EXERCISE OBJECTIVE: Reproduce word for word the full passage on American economic stability.

As a coda to yesterday’s blog, I would argue that the main reason that our economy as a whole has become so big, so international, so interconnected, is because it has been so relatively safe and so relatively stable for so long. Since the Great Depression and since World War II, American economic behavior was consistent, reliable, and smart. It had a fine balance between risk aversion while allowing for enough risk-taking that innovation remained robust. That behavior came about as a result of decades of fairly large economic swings, previously called “panics” which were the hallmark of the 19th and early 20th century business cycles.
The Depression demonstrated the extreme consequences of leaving the markets to operate without controls on extreme behavior. Additionally, tax policy after WWII encouraged wealth creation up to a point, then made it more beneficial for the wealthy to keep money in the stream of commerce rather than in their pockets. Finally, labor policy assured that workers had enough money in their pockets to buy the products they made. These factors effectively created the modern middle class, a class which requires stability and reliability in economics in order to flourish.

Location identification entries:
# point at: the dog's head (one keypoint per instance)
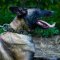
(31, 15)
(21, 12)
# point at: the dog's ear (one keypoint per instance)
(18, 10)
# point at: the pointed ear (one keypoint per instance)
(15, 10)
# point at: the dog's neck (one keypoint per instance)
(16, 23)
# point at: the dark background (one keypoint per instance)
(6, 16)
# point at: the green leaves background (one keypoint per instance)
(6, 16)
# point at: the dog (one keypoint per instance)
(15, 46)
(32, 15)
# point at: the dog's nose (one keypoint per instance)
(52, 12)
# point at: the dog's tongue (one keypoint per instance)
(42, 24)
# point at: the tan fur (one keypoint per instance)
(19, 24)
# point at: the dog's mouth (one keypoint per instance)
(44, 24)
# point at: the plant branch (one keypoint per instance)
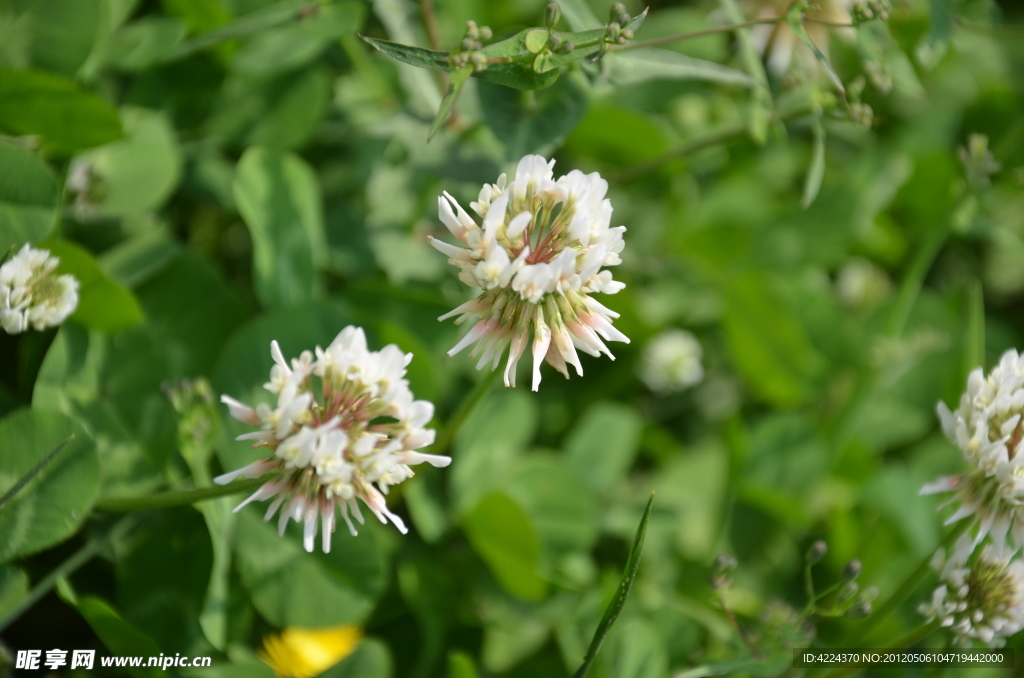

SOLUTION:
As a coda to yesterday’s blog, I would argue that the main reason that our economy as a whole has become so big, so international, so interconnected, is because it has been so relatively safe and so relatively stable for so long. Since the Great Depression and since World War II, American economic behavior was consistent, reliable, and smart. It had a fine balance between risk aversion while allowing for enough risk-taking that innovation remained robust. That behavior came about as a result of decades of fairly large economic swings, previously called “panics” which were the hallmark of the 19th and early 20th century business cycles.
The Depression demonstrated the extreme consequences of leaving the markets to operate without controls on extreme behavior. Additionally, tax policy after WWII encouraged wealth creation up to a point, then made it more beneficial for the wealthy to keep money in the stream of commerce rather than in their pockets. Finally, labor policy assured that workers had enough money in their pockets to buy the products they made. These factors effectively created the modern middle class, a class which requires stability and reliability in economics in order to flourish.